Dataset
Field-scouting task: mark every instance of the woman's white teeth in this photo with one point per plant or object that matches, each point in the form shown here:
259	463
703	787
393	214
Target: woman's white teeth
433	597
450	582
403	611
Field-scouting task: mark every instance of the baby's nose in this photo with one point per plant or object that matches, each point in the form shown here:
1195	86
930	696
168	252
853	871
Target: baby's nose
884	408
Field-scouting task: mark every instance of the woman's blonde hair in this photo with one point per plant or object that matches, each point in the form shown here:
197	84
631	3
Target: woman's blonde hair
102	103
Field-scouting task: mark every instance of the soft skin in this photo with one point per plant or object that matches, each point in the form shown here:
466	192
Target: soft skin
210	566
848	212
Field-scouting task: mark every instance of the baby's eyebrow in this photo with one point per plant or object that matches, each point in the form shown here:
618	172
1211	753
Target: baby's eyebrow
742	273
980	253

Work instruction
Only the lines from the one containing "Target: woman's white teeth" through the end of the material should be reproduced, exactly, with both ends included.

Solution to this task
Target: woman's white teeth
433	597
450	582
403	611
Field-scouting task: mark every instance of the baby's nose in this photo with one point per plant or object that matches, each point in the form shown here:
1195	86
930	696
168	252
853	871
Target: baby's nose
884	408
Field-scouting task: mark every instance of the woman's blonde hair in this photo with one point per plant or object that matches, each point in the form shown here:
197	84
631	3
Target: woman's blonde hair
102	103
Field-scouting task: mark every instance of the soft skin in this photo with one point per plant or object that matches, each point in the form shown here:
466	192
Target: soft skin
210	566
848	212
Field-scouting task: mark every instance of the baby's eyebrow in this photo with one point per plant or object that matches, each point in the form shown here:
618	172
1211	753
Target: baby's eyebrow
742	273
980	253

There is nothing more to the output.